The request:
Write out, exactly as they appear, only the lines running from the line with "baseboard heater cover." to the final line of the listing; include both.

-- Begin Entries --

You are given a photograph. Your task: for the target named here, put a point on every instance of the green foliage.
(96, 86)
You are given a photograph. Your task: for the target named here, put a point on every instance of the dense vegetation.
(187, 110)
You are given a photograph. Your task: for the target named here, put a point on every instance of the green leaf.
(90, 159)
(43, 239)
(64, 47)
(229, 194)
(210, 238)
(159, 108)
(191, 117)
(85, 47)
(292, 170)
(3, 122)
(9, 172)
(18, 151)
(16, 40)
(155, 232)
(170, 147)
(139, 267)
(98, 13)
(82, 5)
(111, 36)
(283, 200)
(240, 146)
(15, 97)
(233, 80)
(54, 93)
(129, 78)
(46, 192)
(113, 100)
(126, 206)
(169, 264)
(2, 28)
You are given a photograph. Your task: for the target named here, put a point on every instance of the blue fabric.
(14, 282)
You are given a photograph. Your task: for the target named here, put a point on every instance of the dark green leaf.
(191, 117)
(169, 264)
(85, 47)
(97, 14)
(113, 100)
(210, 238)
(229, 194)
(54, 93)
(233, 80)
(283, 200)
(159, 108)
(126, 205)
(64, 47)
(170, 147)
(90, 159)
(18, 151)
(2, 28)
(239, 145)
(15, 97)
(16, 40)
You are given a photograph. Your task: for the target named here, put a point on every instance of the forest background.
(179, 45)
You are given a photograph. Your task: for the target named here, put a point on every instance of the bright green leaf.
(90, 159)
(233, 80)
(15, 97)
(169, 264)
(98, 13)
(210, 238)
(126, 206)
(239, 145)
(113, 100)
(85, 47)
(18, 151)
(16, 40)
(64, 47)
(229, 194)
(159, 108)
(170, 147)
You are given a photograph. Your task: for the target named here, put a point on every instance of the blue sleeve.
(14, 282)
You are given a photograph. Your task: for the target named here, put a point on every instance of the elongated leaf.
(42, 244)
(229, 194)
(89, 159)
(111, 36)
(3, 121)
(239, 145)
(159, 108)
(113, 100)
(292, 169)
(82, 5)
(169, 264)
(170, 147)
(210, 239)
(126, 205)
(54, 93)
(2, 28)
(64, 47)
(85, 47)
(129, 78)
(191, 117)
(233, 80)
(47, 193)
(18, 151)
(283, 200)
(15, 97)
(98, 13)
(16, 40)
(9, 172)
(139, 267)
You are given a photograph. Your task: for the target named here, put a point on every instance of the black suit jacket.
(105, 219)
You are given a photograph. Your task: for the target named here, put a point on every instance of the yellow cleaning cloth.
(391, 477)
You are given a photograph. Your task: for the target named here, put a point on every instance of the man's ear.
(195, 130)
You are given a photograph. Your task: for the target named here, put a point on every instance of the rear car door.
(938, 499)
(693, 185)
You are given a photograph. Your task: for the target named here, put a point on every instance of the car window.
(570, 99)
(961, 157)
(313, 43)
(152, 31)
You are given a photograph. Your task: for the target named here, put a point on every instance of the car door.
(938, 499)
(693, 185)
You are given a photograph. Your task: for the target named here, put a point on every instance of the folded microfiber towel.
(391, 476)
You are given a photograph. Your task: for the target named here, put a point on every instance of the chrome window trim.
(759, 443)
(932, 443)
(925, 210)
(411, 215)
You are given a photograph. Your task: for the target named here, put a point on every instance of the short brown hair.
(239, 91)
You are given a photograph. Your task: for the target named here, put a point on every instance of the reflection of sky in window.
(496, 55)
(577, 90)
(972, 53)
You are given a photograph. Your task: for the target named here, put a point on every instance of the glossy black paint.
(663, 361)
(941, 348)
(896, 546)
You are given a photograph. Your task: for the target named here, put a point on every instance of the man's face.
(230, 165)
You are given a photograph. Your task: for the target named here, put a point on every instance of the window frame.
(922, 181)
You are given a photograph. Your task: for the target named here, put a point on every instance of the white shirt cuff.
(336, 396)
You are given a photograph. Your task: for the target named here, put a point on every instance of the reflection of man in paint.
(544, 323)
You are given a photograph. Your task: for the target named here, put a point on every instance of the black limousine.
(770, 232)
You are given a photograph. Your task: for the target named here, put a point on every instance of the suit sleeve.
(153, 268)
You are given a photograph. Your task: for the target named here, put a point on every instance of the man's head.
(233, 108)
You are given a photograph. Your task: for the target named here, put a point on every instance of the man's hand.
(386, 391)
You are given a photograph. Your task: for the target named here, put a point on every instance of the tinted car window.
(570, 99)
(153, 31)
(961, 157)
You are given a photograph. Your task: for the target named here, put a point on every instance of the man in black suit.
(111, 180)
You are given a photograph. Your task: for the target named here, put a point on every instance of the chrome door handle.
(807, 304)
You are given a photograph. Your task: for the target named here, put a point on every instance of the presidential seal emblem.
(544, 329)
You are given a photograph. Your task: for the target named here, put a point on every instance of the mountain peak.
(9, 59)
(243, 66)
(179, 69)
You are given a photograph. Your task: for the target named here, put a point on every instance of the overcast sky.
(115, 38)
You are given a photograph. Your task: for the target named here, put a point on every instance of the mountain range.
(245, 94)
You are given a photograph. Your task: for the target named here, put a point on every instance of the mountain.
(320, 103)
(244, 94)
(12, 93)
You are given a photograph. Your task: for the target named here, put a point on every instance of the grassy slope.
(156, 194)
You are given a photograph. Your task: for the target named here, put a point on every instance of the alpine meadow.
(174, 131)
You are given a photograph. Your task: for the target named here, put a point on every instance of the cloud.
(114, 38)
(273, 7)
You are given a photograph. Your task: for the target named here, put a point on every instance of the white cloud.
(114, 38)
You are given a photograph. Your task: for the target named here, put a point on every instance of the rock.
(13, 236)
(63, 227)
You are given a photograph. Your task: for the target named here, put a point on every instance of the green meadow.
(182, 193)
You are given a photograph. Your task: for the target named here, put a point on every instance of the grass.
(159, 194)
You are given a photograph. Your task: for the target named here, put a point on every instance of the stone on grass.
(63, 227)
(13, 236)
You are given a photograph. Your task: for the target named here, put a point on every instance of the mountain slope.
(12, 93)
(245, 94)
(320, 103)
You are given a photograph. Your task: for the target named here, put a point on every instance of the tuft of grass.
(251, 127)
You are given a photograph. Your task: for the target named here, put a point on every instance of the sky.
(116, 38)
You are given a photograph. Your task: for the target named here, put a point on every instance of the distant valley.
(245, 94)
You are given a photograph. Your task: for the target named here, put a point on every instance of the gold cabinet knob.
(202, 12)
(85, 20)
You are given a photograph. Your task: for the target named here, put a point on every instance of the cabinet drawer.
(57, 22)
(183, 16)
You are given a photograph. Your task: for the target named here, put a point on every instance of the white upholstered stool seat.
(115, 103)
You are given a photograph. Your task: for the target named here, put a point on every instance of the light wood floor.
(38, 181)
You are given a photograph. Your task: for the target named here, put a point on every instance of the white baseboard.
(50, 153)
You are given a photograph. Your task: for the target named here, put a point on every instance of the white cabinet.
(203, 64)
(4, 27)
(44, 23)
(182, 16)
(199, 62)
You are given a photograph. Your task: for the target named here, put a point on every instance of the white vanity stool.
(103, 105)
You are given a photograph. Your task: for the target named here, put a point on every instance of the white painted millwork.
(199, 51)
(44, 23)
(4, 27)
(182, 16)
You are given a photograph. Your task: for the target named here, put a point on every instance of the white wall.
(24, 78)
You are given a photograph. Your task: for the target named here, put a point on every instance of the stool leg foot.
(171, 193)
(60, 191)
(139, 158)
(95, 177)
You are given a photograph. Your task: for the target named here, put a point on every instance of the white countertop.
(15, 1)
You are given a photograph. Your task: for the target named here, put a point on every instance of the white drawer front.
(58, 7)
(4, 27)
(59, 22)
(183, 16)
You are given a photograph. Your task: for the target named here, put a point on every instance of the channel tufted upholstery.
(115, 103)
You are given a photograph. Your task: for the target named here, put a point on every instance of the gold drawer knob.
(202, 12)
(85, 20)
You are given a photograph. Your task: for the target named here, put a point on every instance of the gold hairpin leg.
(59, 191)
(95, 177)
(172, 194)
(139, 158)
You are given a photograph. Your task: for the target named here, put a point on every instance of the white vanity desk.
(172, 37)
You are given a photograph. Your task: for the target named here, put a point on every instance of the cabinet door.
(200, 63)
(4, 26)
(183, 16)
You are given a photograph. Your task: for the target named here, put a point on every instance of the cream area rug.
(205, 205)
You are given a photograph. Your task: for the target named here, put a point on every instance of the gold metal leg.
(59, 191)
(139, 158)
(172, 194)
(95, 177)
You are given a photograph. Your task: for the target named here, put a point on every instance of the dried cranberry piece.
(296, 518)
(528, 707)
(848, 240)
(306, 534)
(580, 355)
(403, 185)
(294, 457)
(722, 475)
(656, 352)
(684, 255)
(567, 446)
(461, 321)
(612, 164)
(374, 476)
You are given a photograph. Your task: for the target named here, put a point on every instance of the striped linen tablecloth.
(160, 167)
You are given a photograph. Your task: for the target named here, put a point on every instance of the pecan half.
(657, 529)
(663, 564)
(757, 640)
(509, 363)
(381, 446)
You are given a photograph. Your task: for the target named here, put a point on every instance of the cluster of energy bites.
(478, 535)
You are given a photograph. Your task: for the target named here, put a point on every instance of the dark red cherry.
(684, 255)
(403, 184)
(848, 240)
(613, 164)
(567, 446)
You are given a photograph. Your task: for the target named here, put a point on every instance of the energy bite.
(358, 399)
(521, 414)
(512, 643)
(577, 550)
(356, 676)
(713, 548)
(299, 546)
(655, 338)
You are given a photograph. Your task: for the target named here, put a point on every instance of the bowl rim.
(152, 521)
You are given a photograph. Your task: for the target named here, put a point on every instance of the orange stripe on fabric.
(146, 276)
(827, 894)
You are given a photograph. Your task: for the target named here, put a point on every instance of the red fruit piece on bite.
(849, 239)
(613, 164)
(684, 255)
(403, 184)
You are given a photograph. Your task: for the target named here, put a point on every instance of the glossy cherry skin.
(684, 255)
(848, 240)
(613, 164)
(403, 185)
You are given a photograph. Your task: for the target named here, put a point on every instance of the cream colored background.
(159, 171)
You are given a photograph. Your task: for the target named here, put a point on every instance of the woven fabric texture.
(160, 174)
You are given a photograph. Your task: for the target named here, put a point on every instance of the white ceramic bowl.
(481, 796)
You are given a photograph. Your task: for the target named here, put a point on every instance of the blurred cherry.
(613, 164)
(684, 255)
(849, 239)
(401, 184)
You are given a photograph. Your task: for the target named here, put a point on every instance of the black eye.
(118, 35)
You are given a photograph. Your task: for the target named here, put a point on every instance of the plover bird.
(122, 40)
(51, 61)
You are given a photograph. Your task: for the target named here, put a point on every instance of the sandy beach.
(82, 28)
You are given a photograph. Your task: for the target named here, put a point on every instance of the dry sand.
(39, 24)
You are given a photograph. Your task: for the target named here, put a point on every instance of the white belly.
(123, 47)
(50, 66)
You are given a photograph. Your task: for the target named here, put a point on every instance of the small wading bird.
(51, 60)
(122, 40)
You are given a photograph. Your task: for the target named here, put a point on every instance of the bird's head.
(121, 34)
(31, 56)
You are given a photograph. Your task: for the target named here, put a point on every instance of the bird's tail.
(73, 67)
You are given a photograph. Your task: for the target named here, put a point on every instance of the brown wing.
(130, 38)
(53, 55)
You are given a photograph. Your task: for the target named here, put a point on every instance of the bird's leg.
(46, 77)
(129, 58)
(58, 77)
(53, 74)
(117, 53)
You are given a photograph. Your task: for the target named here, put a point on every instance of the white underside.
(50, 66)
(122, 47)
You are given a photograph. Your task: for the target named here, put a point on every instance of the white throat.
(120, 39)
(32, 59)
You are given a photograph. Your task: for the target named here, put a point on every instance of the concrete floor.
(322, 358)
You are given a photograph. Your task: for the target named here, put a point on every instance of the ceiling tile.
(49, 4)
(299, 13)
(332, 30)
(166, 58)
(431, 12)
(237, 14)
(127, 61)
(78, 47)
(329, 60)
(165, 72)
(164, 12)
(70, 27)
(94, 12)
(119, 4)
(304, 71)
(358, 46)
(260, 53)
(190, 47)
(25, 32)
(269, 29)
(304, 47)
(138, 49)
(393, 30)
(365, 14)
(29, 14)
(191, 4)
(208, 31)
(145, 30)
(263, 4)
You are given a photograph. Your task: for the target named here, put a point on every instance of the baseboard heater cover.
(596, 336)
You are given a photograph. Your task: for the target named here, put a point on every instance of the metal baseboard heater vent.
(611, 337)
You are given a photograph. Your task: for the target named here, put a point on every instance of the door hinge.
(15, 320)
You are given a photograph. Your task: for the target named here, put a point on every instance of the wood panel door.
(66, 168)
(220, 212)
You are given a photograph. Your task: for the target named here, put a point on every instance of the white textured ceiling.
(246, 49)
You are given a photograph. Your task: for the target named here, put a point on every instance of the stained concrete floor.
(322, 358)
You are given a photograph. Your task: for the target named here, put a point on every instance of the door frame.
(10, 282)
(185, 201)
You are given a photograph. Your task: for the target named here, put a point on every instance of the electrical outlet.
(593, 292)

-- End Entries --

Answer below:
You are given a photograph. Your task: for the target named here, put a point on every instance of the baseboard heater cover.
(596, 336)
You are given a photograph. Your task: for the target named here, put a point on every instance of the metal baseboard heater vent.
(611, 337)
You are given a photograph. Your task: for the target named here, put a point on every instance of the door hinge.
(15, 320)
You are given a photograph. Your task: for the target named here, put a point on every instance of the wood panel door.
(66, 168)
(220, 212)
You are given a photograph. Your task: for the target named here, put a point on every instance of the white textured ceiling.
(246, 49)
You are given a photograph. Your task: for the target named here, put a point on every instance of the stained concrete floor.
(322, 358)
You are given a photograph. Your task: for the target named here, put a point on every instance of the door frame.
(10, 282)
(185, 201)
You are given a photograph. Your task: for the target named here, put a point on every instance of the electrical outlet.
(593, 292)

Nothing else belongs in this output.